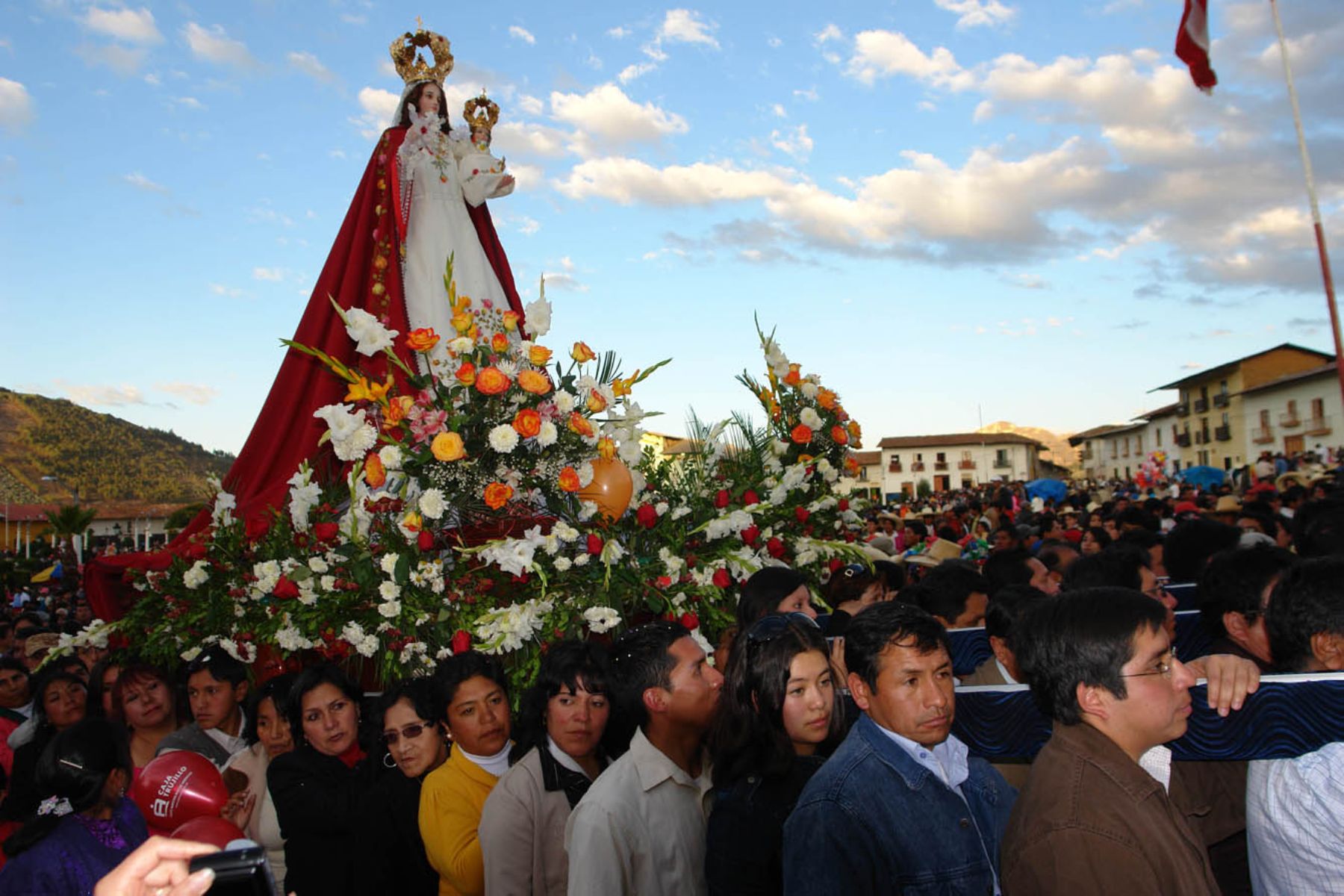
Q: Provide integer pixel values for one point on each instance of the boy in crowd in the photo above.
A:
(641, 827)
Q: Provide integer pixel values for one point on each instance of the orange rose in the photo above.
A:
(527, 423)
(398, 406)
(464, 321)
(497, 494)
(491, 381)
(448, 447)
(423, 339)
(534, 382)
(374, 470)
(578, 423)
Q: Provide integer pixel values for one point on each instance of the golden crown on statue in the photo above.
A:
(410, 63)
(480, 113)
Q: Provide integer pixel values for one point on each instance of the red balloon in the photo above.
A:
(208, 829)
(176, 788)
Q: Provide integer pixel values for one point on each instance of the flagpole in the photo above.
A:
(1316, 208)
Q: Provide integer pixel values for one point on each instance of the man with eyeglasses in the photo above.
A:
(1095, 815)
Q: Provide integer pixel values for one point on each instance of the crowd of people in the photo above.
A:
(813, 753)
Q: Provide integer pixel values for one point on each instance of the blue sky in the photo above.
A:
(949, 208)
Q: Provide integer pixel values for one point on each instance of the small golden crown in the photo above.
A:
(410, 63)
(480, 113)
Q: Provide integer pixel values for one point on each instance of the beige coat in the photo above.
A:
(523, 821)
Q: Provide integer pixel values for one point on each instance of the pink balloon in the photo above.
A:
(208, 829)
(176, 788)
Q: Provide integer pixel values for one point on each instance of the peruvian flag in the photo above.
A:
(1192, 45)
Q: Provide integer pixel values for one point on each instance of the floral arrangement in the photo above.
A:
(396, 564)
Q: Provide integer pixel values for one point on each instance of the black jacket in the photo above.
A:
(320, 805)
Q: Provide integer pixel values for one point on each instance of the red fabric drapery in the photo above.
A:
(363, 270)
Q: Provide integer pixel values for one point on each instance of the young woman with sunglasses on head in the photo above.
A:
(777, 718)
(556, 758)
(416, 746)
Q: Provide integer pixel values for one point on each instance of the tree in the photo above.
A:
(67, 523)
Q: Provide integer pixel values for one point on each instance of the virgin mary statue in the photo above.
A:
(414, 207)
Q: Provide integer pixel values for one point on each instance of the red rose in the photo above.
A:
(255, 527)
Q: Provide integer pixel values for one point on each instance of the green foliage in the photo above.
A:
(104, 457)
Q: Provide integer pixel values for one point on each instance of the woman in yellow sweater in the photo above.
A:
(476, 721)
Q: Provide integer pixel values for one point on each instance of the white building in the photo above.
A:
(1293, 413)
(954, 461)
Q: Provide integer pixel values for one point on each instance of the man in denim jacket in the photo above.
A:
(900, 808)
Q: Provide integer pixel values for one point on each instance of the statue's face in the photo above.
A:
(430, 100)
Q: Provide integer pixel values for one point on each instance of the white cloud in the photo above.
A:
(214, 45)
(636, 70)
(685, 26)
(102, 395)
(794, 143)
(140, 181)
(124, 60)
(882, 54)
(134, 26)
(16, 108)
(194, 393)
(606, 117)
(309, 65)
(378, 107)
(979, 13)
(830, 33)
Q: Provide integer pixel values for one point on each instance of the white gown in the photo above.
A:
(438, 226)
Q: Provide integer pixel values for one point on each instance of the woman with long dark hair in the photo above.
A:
(414, 744)
(777, 716)
(85, 825)
(473, 692)
(320, 786)
(557, 755)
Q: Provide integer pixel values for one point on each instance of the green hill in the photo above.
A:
(104, 457)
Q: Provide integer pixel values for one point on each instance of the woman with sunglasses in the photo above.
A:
(777, 719)
(473, 692)
(253, 809)
(557, 756)
(416, 747)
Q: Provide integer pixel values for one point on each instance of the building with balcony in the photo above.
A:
(954, 461)
(1293, 413)
(1213, 426)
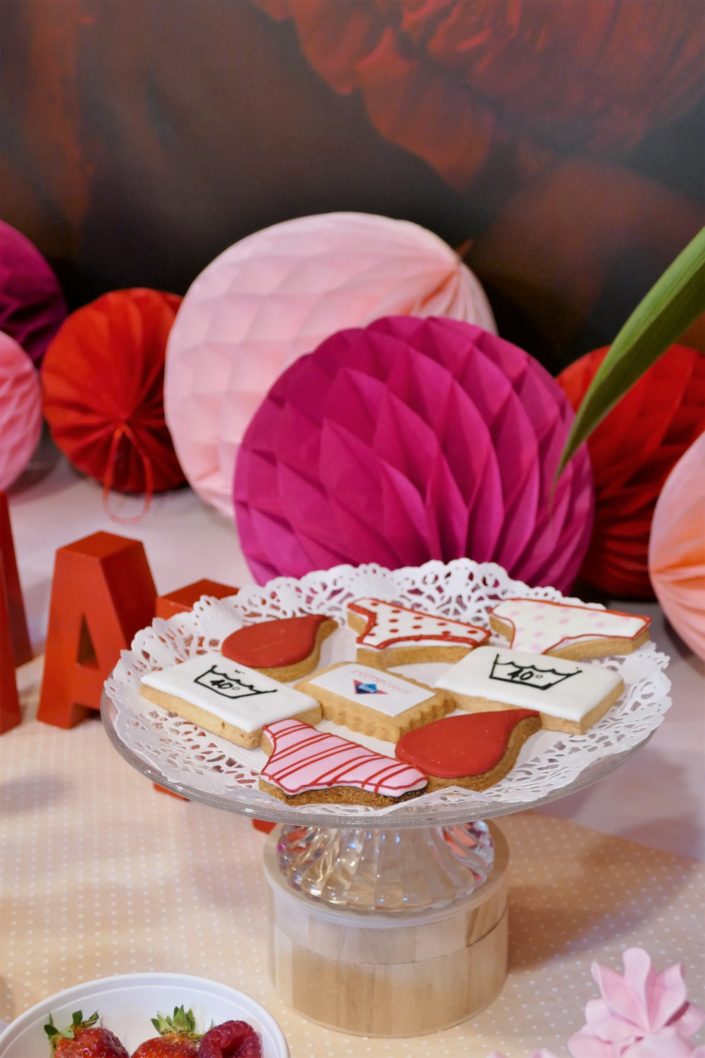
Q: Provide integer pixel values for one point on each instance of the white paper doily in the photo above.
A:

▶ Exercise
Reproduce the whole listing above word for word, dropping each image.

▶ Result
Q: Provide integer pixel values for one point on each instance of the boy in crowd in the photo above.
A:
(641, 827)
Q: Provide integer pixel values for one point on each instance of the orange rose in the photo above.
A:
(527, 423)
(398, 406)
(464, 321)
(497, 494)
(491, 381)
(448, 447)
(423, 339)
(534, 382)
(374, 470)
(578, 423)
Q: Provide integer pixel values for one point on each instance of the golden crown on statue in the photo above.
A:
(410, 63)
(480, 113)
Q: Provide integer pixel values for one point on each instance of the red balloon in the photo above.
A:
(208, 829)
(176, 788)
Q: Provide integer pixel values for one point on each instance of the flagpole in the photo above.
A:
(1316, 208)
Q: Provide integer pixel values for one point on each instance of the man with eyeglasses in the photo above.
A:
(1095, 815)
Q: Provide integer pixel values for one point on each instance of the crowd of people in the photo above.
A:
(813, 753)
Q: Provide integer pixel values for one point on each instance of the blue sky in the photo above.
A:
(949, 208)
Q: Provide integer pixel values for one point on each instance of the small golden crown in the photo above.
A:
(410, 63)
(480, 113)
Q: Provide integer pixel values for one point on each instance of the beige coat in the photo above.
A:
(523, 821)
Q: Provide integer pixel values for one point on each instance of the pink balloon in the photo above.
A:
(208, 829)
(176, 788)
Q: Provide integer pixel values for one point on each instance of the peruvian flag in the photo above.
A:
(1192, 45)
Q: Provide integer pixel values for one point on each instance of the floral arrangement in the photo above.
A:
(396, 564)
Q: Provide integer pixel values for one point on each instance of the black jacket in the photo above.
A:
(320, 805)
Q: Provide integer pixel values for one point on each instance of the red fabric drapery in the photo above.
A:
(363, 270)
Q: Provide integer pixel values for one point on each instance of the young woman with sunglasses on head in the photo above.
A:
(777, 718)
(556, 758)
(416, 746)
Q: Provide integer pixel values for one point on each instance of the tree in the photo above.
A:
(67, 523)
Q: Provide integer pixel values for one point on each instance of the virgin mary statue in the photo above.
A:
(414, 207)
Q: Provide integer pixel values for one point on each instance of the red rose in the photo above.
A:
(255, 527)
Q: Provide integer pixel values for one point on each instance of the green foliage in the photo above.
A:
(104, 457)
Q: Provide integer pixel values for one point on each instance of the woman in yellow sweater in the photo above.
A:
(476, 721)
Q: Provide integer pixel values for one point on each instance of the white building in the photo above.
A:
(1293, 413)
(954, 461)
Q: Provide integer pixel values for one point on each instance of the man in denim jacket in the photo above.
A:
(900, 808)
Q: Provide integer pixel values for one point on each instance of the statue's face in the photo above.
A:
(430, 100)
Q: Provide integer pixel values for one point on each instance of the white cloud in the photo above.
A:
(214, 45)
(636, 70)
(685, 26)
(102, 395)
(794, 143)
(140, 181)
(124, 60)
(882, 54)
(134, 26)
(16, 108)
(194, 393)
(606, 117)
(309, 65)
(378, 107)
(979, 13)
(830, 33)
Q: Provide integer pixel values for one point on each instance of the white gown in the photo above.
A:
(438, 226)
Q: Provide integer pixel values for one point on each instance of the woman with long dark hair in the photo above.
A:
(414, 744)
(777, 716)
(85, 825)
(473, 692)
(320, 786)
(557, 755)
Q: Provide integer pixel values for one point on each instance of the green hill in the photo above.
A:
(104, 457)
Q: Provide integer pixel values for one point on each instance of the woman with sunglasses in the photo above.
A:
(777, 719)
(473, 692)
(253, 809)
(557, 756)
(416, 747)
Q: Provide integer pixel values for one point on each instance of the building with balcony in the photo above.
A:
(954, 461)
(1293, 413)
(1213, 426)
Q: Provide integer pixel values for one point on each instance of the white paper doily in the photo above.
A:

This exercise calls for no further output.